FRAGMENTO

Por último, el humor, hoy más necesario que nunca. Tengo a mano —no deja de estarlo nunca— La biblia negra de Mongolia (Mong, 2019), la inteligentísima gamberrada que Darío Adanti, Fernando Rapa Carballo y Edu Galán han publicado contra las religiones: contra todas ellas, empezando por el catolicismo, que es la que tenemos más a mano, y acabando con la más remota de las doctrinas que los hombres han inventado para sobrellevar este asunto tan incomprensible de la vida y el definitivamente tenebroso de la muerte (así definen el docetismo: "Doctrina de los primeros cristianos, común a gnósticos y maniqueos, según la cual el cuerpo de Cristo no era real, sino pura apariencia y, por lo tanto, aquello que fue torturado y crucificado no fue real, siendo así Cristo el inventor del holograma"). La biblia negra de Mongolia es una sucesión de divertidas chocarrerías antirreligiosas, que no da tregua. Llamarlo irreverente es poco: es cáustico, es sardónico, es deliciosamente grosero. Cómo estarán las tiempos que hasta sorprende que un libro tan satíricamente devastador no haya sido todavía denunciado por alguna de las muchas personas o asociaciones que se dedican a sentirse ofendidas (en lugar de pensar en las razones de la crítica que se hace a sus creencias) y a llevar a los jueces su ofensa en una bandeja para que estos castiguen al ofensor. O quizá sí lo ha sido y yo no me he enterado. En cualquier caso, La biblia negra de Mongolia constituye un sistemático recordatorio de la pregunta que muchos, los dudantes, nos hemos hecho a menudo, y que muchos otros, los creyentes, no han querido hacerse jamás: ¿Por qué ha creado Dios el coronavirus y por qué permite que campe por ahí, matando a miles (y pronto a cientos de miles)? ¿Por qué siente la necesidad de llamar a tanta gente a su lado? ¿De qué modo eso sirve a su mayor gloria? Esto escriben los de La biblia negra de Mongolia sobre "Tinder Christ":
Nombre: Jesucristo, 33.

Entradas de datos almacenadas

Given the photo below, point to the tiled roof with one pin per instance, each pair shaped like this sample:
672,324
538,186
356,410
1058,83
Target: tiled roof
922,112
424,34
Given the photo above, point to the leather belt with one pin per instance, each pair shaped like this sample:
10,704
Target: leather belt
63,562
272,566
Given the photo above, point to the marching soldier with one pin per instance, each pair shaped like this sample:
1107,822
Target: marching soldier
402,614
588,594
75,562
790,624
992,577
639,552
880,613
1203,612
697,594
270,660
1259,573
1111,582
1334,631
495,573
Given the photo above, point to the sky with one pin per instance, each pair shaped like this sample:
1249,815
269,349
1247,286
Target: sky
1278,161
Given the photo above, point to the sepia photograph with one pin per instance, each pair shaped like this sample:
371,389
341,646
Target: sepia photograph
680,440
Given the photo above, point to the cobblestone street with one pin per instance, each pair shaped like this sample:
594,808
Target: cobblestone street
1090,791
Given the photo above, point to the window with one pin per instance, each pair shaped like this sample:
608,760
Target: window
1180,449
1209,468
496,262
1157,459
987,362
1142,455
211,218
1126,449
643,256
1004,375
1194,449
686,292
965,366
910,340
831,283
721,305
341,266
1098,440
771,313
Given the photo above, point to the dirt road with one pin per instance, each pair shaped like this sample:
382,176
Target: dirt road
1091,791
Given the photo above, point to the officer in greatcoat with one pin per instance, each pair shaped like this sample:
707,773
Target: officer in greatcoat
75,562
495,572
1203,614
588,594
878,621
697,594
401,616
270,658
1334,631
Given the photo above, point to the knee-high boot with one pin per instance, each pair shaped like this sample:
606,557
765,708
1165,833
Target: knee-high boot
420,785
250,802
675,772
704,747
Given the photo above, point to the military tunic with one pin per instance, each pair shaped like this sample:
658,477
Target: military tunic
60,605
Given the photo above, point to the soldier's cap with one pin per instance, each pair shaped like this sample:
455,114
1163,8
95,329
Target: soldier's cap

CONSIGNA DE TRABAJO
Retoma el fragmento sobre La biblia negra de Mongolia y continúalo justo después de la línea «Nombre: Jesucristo, 33.».

RESULTADO
Profesión: Salvador de la Humanidad y futuro mártir resurrecto.
Lugar: Monte de los Olivos, Jerusalén (solo chicas de la zona).
Soy un chico soltero de la zona de Nazaret, introvertido en la infancia, inseguro en la adolescencia y muy extrovertido en la juventud. Soy amigo de mis amigos, por eso ando con doce de ellos por ahí, contando las verdades del barquero al personal más impío. Tengo una relación rara con mi padre, pero creo que va mejorando y acabaremos reconciliándonos cuando me claven en una cruz con una violencia brutal, me horaden con una lanza en un costado, me escupan durante un trayecto insufrible y, no contentos con eso, me coloquen una corona de espinas para pintarme la cara de rojo. Espero que seas una buena mujer, con lecturas y casa propia, para follar, porque mis últimas experiencias fueron con una prostituta que me dejó destrozado. Podemos quedar para ir a cenar, al cine o, directamente, a hacer la caída de Roma, que es para lo que usan los romanos Tinder, ¿no?